Problem to work on -> Copy out each line of the listing below that contains the word "floral".

::::

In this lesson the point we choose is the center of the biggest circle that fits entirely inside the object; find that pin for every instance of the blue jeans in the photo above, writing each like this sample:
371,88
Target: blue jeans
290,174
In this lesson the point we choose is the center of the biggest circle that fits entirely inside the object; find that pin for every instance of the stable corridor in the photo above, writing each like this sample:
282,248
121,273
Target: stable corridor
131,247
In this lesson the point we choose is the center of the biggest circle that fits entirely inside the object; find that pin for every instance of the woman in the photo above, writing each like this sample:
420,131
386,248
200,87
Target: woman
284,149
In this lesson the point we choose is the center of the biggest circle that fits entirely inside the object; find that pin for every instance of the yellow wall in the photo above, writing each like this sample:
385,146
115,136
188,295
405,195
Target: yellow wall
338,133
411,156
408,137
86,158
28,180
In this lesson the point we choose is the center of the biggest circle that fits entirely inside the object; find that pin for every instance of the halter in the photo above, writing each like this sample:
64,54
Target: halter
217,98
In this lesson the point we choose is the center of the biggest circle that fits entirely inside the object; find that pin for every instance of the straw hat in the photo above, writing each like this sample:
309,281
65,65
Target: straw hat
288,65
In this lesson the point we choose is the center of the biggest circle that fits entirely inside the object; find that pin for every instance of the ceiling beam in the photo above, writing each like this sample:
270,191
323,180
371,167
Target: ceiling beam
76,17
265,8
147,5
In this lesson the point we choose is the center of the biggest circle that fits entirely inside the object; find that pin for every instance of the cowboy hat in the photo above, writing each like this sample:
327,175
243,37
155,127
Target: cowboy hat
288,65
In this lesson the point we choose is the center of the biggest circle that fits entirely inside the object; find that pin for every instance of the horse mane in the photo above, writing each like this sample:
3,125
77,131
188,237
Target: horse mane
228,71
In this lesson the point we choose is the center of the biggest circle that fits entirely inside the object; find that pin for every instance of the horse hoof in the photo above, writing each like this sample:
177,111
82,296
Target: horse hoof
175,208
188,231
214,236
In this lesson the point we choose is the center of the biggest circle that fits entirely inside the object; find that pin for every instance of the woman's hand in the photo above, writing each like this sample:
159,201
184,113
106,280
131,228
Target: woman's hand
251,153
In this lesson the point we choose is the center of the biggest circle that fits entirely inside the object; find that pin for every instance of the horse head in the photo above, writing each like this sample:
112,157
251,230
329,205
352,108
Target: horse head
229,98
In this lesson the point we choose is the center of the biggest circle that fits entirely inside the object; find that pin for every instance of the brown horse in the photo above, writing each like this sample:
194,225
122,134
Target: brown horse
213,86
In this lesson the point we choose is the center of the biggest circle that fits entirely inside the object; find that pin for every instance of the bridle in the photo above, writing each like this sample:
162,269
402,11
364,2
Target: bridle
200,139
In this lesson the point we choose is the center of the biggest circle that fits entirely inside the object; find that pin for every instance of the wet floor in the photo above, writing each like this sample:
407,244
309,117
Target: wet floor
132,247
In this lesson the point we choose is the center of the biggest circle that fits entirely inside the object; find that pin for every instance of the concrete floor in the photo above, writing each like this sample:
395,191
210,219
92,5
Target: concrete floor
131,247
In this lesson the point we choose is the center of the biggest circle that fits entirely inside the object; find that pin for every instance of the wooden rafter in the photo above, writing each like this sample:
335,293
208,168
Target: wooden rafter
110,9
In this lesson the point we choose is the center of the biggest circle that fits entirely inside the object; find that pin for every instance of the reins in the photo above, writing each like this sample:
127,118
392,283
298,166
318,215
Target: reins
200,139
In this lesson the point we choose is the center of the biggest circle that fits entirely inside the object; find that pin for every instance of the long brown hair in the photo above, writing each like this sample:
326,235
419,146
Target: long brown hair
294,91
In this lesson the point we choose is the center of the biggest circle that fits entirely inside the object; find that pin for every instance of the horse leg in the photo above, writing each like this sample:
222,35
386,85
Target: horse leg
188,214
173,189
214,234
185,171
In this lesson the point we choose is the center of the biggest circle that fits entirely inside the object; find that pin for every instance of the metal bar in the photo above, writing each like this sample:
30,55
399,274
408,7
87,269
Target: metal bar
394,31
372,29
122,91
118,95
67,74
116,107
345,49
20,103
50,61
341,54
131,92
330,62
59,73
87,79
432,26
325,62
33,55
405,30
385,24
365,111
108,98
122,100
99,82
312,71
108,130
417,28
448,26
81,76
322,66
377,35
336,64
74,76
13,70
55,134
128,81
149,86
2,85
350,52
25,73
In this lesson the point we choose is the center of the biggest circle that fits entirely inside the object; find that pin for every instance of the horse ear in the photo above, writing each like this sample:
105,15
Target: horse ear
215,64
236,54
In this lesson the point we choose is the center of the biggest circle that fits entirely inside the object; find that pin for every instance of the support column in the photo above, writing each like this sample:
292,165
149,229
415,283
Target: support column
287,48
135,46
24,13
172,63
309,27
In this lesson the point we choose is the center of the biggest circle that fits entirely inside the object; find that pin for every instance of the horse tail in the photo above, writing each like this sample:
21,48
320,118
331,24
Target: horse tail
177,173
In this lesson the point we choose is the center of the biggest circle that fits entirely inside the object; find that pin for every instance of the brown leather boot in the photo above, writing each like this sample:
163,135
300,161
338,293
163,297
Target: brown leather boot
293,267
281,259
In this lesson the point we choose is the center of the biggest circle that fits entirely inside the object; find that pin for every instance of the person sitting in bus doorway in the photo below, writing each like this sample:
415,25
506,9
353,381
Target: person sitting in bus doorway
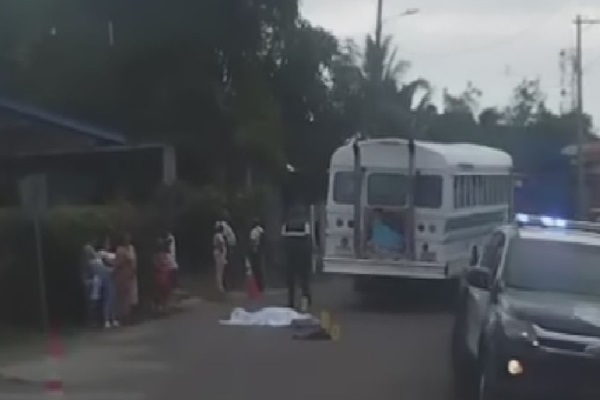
383,238
298,255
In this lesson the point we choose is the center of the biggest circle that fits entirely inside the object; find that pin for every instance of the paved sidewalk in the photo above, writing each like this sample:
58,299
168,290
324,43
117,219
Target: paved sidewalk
89,357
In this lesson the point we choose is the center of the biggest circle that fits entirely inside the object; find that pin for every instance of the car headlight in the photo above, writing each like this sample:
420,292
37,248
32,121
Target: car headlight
514,328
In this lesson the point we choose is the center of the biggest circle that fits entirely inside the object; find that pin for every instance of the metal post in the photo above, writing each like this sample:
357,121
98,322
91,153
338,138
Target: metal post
581,200
411,199
358,217
582,210
41,275
111,33
379,23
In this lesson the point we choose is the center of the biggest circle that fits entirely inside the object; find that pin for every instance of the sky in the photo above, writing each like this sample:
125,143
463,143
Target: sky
492,43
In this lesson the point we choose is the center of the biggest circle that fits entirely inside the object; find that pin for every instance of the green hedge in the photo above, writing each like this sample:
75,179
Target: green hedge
65,230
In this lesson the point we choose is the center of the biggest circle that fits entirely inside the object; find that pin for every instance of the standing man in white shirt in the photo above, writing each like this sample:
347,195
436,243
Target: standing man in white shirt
255,255
174,265
232,255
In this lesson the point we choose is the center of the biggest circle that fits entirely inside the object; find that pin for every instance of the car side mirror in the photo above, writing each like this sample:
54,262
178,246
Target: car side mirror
479,278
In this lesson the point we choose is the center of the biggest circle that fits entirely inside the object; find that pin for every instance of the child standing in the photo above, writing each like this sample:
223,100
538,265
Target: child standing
102,290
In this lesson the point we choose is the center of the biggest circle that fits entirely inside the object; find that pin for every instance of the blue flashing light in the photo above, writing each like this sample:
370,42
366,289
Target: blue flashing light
560,223
547,221
544,221
523,218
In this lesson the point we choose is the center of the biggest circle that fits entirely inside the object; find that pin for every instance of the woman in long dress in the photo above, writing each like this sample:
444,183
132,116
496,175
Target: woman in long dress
126,276
220,257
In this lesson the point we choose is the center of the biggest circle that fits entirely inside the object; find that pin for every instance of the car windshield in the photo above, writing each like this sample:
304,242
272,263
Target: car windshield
551,266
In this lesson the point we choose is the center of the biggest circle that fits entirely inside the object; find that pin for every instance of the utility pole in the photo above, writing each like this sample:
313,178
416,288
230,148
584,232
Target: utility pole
379,23
581,184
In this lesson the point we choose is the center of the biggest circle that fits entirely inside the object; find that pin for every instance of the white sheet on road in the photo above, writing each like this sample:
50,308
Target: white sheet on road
268,316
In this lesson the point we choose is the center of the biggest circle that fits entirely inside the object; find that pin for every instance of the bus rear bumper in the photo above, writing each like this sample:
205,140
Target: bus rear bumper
403,268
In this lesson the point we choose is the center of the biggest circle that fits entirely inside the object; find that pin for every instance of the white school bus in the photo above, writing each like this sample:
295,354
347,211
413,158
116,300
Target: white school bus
423,209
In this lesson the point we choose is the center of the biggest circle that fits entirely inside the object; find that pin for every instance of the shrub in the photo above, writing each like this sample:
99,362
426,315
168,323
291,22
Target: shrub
66,229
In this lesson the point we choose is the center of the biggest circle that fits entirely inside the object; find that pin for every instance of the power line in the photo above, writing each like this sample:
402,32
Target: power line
504,41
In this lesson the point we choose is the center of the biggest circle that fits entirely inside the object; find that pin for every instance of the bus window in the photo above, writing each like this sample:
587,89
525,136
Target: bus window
385,189
428,191
479,190
343,187
456,192
463,190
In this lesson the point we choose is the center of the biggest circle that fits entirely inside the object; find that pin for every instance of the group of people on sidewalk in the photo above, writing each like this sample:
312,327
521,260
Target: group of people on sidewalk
110,277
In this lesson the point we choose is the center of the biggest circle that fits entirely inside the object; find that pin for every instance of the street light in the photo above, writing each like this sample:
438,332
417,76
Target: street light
407,12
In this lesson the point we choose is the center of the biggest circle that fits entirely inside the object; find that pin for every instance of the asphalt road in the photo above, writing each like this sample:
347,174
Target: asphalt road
394,347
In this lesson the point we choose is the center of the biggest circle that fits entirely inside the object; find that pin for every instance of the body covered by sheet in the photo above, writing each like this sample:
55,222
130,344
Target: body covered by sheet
268,316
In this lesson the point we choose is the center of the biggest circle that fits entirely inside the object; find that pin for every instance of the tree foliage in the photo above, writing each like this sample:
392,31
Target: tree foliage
243,85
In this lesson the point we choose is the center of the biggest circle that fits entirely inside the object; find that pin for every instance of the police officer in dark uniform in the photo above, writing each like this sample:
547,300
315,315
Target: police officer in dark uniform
297,240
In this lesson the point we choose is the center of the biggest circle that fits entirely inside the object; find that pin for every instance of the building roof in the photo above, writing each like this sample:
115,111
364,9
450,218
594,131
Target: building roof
60,121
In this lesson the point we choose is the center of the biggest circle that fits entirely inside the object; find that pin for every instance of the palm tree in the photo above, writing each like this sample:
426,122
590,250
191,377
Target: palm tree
392,108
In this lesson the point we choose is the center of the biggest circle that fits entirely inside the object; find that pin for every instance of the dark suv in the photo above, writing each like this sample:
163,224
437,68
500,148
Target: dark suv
527,324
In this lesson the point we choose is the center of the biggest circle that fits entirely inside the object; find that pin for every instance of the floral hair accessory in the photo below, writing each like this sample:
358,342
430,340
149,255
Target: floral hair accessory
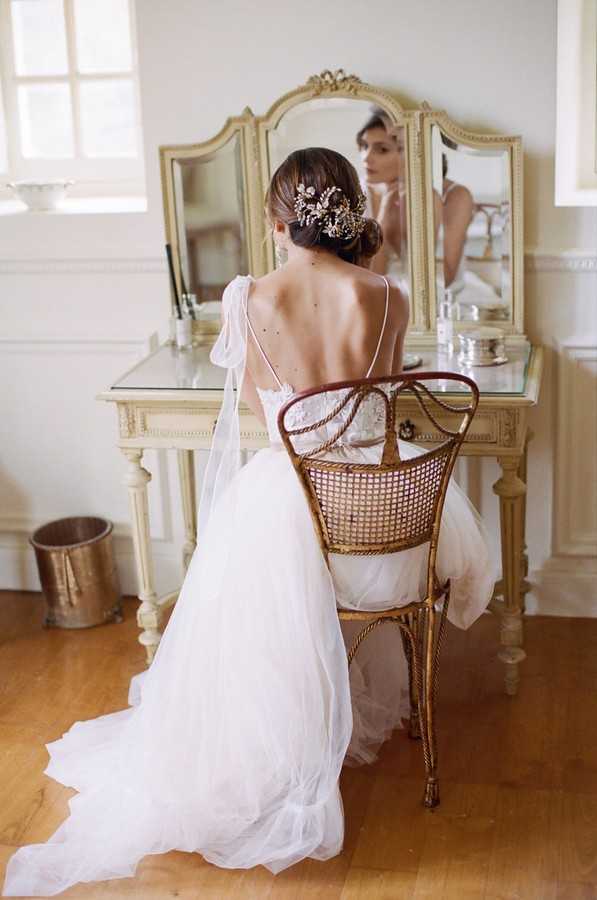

::::

Task result ->
In this lesson the point we choose is the center of the biggest circle that fits entirely inside the object; find that pin for every instance of the floral hair accessory in the photo below, writing each like this sample:
Target: floral hair accessory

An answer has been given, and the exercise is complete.